▶ DIRECTIONS FOR THIS TASK: Gather every line from the listing below that contains the word "white", and copy each one. Uppercase and lowercase count as different.

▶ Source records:
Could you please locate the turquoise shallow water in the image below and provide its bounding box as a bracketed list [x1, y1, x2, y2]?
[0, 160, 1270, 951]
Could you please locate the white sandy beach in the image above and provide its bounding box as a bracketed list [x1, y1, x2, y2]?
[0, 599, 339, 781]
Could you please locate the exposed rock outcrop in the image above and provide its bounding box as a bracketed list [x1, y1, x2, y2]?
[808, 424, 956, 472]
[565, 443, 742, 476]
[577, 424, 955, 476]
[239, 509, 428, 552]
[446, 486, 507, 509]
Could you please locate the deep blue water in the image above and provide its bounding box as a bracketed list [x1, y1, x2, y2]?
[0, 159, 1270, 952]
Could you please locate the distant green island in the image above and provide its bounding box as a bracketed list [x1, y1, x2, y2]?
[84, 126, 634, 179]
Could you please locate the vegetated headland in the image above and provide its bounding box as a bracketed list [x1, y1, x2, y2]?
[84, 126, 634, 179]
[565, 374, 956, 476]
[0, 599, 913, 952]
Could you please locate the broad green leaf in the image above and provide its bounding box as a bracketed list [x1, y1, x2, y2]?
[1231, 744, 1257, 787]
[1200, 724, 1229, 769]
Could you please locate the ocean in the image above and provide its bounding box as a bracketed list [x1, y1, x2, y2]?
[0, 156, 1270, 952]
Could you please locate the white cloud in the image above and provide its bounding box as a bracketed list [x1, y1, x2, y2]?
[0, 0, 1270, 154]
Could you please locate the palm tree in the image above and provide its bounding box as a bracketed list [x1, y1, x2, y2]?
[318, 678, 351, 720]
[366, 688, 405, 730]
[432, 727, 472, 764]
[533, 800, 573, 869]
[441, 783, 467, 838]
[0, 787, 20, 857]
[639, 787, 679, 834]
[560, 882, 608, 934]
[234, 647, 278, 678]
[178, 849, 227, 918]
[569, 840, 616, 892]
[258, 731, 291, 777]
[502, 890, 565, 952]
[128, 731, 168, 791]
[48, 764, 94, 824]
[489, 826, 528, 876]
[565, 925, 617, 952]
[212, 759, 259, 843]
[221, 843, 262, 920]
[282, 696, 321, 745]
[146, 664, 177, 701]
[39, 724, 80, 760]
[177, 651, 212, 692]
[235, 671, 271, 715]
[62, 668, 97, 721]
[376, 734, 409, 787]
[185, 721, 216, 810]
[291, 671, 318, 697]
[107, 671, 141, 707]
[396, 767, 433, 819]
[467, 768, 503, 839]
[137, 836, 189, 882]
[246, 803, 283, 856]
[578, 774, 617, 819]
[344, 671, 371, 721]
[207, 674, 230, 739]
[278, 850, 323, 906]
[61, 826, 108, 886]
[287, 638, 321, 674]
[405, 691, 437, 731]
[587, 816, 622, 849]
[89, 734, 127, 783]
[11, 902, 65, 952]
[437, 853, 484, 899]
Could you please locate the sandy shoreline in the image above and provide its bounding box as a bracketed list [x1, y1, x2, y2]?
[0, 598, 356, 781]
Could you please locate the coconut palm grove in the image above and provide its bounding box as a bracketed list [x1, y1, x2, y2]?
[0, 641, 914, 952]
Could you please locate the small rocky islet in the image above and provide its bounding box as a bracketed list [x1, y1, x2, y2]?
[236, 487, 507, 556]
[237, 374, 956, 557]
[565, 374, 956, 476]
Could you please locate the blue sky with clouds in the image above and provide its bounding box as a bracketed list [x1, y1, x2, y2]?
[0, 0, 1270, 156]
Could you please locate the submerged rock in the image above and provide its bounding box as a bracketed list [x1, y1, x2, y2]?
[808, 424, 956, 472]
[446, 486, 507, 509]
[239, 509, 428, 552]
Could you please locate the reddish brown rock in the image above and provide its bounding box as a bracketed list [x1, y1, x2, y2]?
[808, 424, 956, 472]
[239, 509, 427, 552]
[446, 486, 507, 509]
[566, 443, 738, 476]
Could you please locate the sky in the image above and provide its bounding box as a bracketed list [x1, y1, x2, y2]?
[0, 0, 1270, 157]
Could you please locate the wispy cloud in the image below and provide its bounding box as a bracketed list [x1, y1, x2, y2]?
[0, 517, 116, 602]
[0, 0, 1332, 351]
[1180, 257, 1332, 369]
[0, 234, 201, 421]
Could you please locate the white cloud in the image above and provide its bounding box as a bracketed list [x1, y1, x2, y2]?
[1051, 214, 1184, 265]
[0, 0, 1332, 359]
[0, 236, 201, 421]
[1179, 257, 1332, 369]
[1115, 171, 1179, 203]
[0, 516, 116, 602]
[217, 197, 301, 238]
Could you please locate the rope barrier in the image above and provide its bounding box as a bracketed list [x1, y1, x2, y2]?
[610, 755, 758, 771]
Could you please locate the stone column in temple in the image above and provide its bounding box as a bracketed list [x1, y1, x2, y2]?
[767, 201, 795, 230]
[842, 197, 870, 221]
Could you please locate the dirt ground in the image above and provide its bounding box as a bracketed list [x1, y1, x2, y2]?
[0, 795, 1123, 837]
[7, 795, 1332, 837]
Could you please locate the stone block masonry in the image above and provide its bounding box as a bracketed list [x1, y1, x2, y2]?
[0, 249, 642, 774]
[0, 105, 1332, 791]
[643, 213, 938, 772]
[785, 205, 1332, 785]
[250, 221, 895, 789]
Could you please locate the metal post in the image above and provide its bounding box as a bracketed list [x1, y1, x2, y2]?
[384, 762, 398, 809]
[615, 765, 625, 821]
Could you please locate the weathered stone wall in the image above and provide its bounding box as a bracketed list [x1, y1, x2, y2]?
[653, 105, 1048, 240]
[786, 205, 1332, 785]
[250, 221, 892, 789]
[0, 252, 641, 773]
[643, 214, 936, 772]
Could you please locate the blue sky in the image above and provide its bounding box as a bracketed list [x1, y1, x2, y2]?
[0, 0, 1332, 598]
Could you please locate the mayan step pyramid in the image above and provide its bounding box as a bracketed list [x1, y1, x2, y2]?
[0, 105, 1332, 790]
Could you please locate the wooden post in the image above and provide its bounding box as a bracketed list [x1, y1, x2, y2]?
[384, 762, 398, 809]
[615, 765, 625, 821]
* * *
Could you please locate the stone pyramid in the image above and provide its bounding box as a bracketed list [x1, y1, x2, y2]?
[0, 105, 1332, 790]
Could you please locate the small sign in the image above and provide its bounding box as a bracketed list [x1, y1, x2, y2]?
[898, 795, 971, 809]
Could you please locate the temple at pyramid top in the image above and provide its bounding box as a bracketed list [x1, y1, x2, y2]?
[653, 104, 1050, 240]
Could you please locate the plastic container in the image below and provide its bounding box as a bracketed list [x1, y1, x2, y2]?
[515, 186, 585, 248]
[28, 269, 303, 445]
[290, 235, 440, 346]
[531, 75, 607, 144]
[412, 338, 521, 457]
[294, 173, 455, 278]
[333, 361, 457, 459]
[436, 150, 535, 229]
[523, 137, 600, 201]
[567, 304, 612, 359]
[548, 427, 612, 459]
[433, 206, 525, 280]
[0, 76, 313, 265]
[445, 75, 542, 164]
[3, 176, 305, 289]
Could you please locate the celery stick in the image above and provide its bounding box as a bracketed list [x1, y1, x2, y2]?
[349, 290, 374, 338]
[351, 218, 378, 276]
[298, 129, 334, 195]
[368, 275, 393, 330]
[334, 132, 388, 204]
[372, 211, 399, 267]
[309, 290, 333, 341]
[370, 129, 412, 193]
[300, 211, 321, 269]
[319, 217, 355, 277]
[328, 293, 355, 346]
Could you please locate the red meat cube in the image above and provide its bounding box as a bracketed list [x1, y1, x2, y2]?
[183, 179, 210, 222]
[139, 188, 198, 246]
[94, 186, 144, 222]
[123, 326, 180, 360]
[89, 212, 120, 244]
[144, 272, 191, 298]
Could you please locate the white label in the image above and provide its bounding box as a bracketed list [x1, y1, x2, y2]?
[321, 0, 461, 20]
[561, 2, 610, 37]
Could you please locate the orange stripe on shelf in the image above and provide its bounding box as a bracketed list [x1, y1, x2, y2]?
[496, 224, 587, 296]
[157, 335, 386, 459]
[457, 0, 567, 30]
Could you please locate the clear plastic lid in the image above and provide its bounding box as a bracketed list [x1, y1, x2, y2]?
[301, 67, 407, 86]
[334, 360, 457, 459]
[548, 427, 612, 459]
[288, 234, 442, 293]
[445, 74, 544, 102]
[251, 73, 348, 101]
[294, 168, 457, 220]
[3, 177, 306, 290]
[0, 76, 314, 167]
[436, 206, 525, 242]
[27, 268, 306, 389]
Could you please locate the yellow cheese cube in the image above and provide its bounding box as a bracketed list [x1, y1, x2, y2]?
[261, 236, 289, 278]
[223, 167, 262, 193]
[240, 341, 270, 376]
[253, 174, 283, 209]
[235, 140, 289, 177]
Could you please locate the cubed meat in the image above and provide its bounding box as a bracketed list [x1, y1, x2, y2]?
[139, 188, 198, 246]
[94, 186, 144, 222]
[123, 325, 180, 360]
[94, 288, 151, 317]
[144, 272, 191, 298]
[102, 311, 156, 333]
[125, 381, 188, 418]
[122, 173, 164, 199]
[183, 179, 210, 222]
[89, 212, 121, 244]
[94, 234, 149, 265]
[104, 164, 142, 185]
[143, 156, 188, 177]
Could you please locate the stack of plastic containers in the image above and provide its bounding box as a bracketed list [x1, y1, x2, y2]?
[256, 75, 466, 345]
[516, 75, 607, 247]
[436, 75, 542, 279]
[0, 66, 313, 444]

▶ ANSWER TO THE TASK:
Could you please locate the white sandy beach in the image above and provide its bounding box as a bracketed list [x1, y1, x2, y2]?
Could you please locate the white cloud in the image above and provide its bounding box as a bracketed list [x1, y1, x2, y2]?
Could you please locate the white cloud in the image above and provide its bounding box as a bracketed list [x1, y1, x2, y2]?
Could you please locate the white label in the image above and provide its bounding box as a bracketed list [x1, y1, x2, y2]?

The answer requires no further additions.